*Text segment:*
>> START

Fast Food for the Mind: Why I Don't Have a Facebook or Twitter Account - daktanis
http://www.forbes.com/sites/sungardas/2014/04/08/fast-food-for-the-mind-why-i-dont-have-a-facebook-or-twitter-account/

======
geebee
Wow. This was almost the exact analogy that prompted me to quit facebook about
a year ago.

I was watching a show about the addictive nature of junk food, and how it
works. Many food items, especially zero calorie ones like diet soda, trick
your mind into believing it has received something it needs. However, by
tricking your mind but denying your body, you come back again for it later
(and again, and again). Unfortunately, this applies to high calorie foods that
are largely nutritionally empty. You sense a need, you go to the food for that
need, and it provides a mental signal that you have received it without
actually filling the need.

The recommendation was - every time you find yourself reaching for a salty bag
of chips or a diet soda, ask yourself, what is my body actually telling me it
wants? While it may seem more expensive, try to fulfill that need as low on
the "processed" chain as you can. This way, you'll fulfill the signal _and_
the need.

That was kind of long winded, but I realized, at that moment, how I was using
social media. I'm in a state of life, for better and worse, where I have very,
very little time (kids, mortgages, work, and so forth). Many relationships are
starting to fade, or rot.

>> END

*Task brief:* Can you pick up the comment on quitting Facebook and continue it from its last sentence, "Many relationships are starting to fade, or rot."? You won't need the material that follows the comment on quitting Facebook.

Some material

>> START

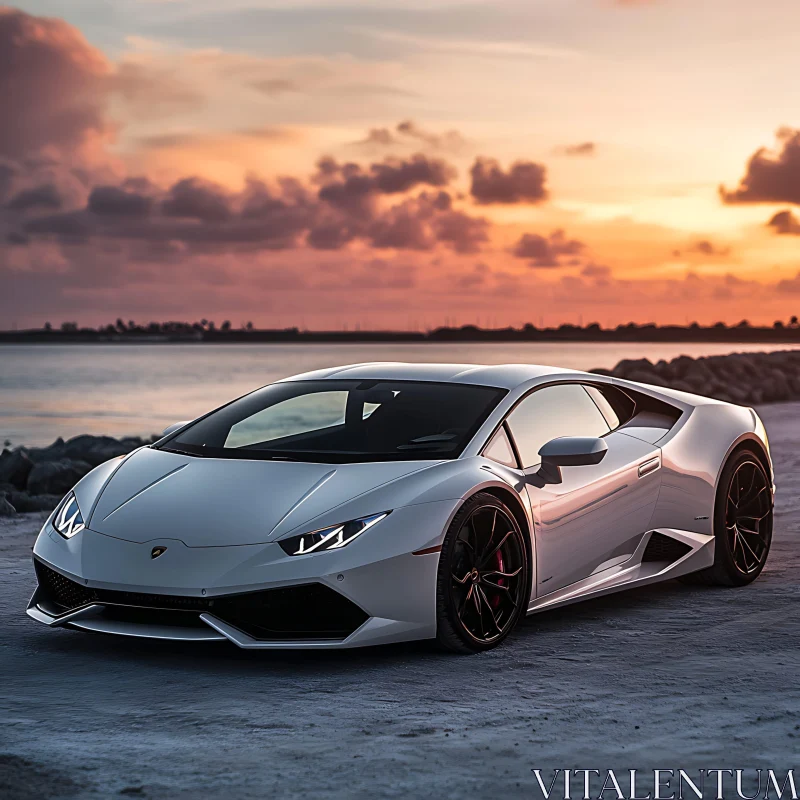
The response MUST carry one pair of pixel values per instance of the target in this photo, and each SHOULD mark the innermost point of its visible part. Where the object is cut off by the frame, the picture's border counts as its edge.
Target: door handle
(651, 465)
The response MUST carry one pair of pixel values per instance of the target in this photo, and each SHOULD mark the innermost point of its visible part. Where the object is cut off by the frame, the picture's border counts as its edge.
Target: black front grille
(309, 611)
(62, 591)
(664, 548)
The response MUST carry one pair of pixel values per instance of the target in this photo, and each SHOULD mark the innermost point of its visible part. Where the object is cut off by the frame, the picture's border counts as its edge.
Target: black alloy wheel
(748, 517)
(742, 524)
(484, 581)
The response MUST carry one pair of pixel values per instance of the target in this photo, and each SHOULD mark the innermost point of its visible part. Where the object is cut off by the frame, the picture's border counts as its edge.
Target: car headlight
(331, 538)
(68, 519)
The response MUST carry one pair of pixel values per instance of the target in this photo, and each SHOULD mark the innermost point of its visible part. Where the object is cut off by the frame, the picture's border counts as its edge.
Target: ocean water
(47, 391)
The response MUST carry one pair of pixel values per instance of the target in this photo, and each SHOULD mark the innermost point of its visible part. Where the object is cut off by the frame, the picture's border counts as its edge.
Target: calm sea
(65, 390)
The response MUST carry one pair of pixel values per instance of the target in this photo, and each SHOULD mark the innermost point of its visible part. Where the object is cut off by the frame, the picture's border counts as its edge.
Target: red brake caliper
(495, 601)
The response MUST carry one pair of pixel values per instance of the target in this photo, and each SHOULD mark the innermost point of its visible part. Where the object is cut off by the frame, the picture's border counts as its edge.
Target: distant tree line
(206, 330)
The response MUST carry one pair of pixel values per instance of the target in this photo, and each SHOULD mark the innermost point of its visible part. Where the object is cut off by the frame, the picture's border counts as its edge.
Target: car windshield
(342, 421)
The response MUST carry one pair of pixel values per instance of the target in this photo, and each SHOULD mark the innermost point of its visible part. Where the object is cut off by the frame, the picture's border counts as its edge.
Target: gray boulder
(56, 477)
(6, 509)
(25, 502)
(94, 450)
(15, 465)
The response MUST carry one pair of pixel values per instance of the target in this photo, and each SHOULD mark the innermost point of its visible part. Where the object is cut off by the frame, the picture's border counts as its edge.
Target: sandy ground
(667, 677)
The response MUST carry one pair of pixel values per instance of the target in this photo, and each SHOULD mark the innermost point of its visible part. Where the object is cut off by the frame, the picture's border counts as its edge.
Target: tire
(483, 581)
(742, 524)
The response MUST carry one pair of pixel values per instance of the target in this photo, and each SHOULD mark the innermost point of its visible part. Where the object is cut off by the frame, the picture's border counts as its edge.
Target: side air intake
(664, 548)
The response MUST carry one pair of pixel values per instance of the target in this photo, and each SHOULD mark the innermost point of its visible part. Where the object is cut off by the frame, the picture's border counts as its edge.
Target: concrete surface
(667, 677)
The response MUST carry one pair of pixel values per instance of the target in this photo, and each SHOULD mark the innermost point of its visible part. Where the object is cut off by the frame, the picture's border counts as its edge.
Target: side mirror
(172, 428)
(569, 451)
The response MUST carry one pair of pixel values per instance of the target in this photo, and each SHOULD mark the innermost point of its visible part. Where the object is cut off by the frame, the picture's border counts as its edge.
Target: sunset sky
(399, 164)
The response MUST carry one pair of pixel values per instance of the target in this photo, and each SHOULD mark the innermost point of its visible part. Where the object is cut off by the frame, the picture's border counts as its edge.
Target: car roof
(504, 376)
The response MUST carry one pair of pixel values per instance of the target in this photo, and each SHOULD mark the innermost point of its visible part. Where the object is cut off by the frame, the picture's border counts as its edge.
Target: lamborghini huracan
(388, 502)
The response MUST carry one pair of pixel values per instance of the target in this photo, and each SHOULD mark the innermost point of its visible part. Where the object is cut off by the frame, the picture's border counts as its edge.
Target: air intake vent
(308, 611)
(664, 548)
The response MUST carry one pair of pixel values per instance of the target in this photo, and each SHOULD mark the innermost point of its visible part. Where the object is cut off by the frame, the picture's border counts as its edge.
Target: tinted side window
(499, 449)
(606, 409)
(564, 410)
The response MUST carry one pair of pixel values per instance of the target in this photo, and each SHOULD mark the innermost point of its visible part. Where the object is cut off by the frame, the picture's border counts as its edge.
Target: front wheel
(742, 524)
(483, 582)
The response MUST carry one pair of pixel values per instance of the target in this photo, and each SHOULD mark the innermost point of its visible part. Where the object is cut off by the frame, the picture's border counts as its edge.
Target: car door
(594, 518)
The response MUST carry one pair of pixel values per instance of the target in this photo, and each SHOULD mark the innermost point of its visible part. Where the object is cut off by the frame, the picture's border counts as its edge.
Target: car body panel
(220, 521)
(596, 516)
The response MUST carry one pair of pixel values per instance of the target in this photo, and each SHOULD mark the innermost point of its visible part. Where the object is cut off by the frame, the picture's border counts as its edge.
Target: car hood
(207, 502)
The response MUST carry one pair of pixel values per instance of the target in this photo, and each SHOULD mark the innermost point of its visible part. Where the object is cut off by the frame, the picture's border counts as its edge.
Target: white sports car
(380, 503)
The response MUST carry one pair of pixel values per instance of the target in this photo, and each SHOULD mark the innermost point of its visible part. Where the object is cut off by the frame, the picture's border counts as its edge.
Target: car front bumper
(378, 589)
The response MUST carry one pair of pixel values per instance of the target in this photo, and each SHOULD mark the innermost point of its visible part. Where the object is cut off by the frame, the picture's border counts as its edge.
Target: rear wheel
(742, 524)
(483, 581)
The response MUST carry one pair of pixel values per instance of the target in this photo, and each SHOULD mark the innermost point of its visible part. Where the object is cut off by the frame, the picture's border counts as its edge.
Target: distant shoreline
(188, 334)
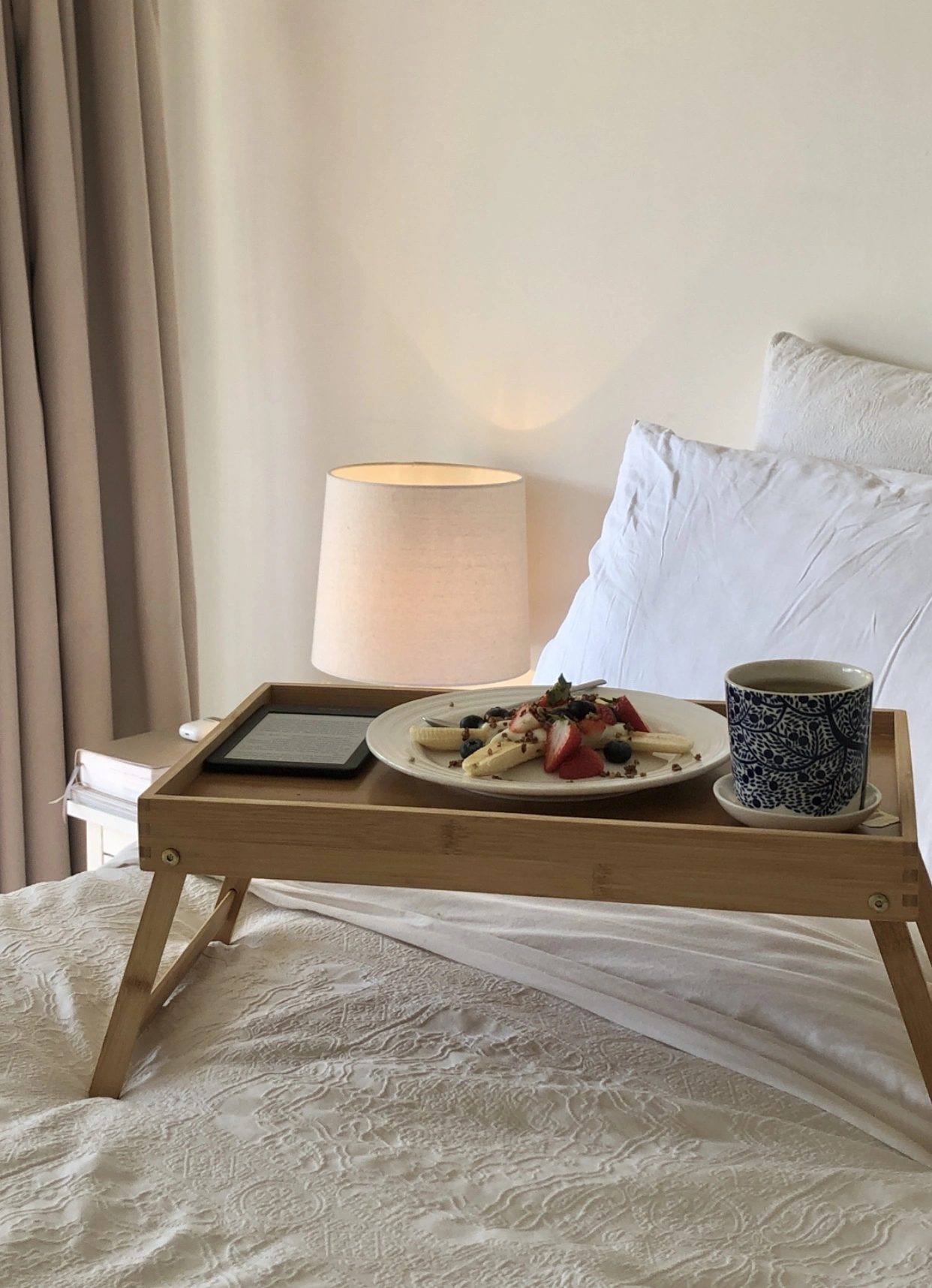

>> END

*Result:*
My mind was sending me signals that I needed more social interaction, and I
was fulfilling these signals with social media rather than real human contact.
To me, this is the aspartane of social interactions. You have a need, you use
something that satisfies the signal but not the need itself, and so you keep
coming back.

Very specifically, I was replacing something that used to be a big part of my
life - playing music at jams and with friends, with youtube clips and other
videos.

Now, this is a little complicated, in that videos have actually been a good
thing in some ways. For instance, because of youtube, I've been able to learn
a lot of bluegrass songs well prior to going to a jam, which has certainly
enhanced my experience at those jam sessions. And if all I have is 30 minutes
after the kids go to bed to learn a new song, well, at least I got to learn a
new song.

So I'm not sure total abstinence is a good idea here. There's an interesting
continuum of these addictive things. You can quit cigarettes completely, just
walk away. You can (and probably should[1]) quit junk food completely, but you
can't quit food. And lastly, I'd say you probably shouldn't quit social media
completely. But this does make it much more complicated, and you need to be
careful about it - and of course, keep in mind that a corporation that seeks
to maximize ad revenue from you is something you need to be particularly
cautious about.

Personally, I am glad I quit facebook, for all kind of reasons, not just the
one above. Occasional fast food is pretty much harmless. I'd also guess that
the risks of a once in a blue moon cigar are vanishingly low. The difference
here is that you can tolerate some of a bad thing, whereas I'm not sure all
social media should be considered a bad thing. But I'd put it in the category
of food, there is definitely junk social media that you would want to avoid.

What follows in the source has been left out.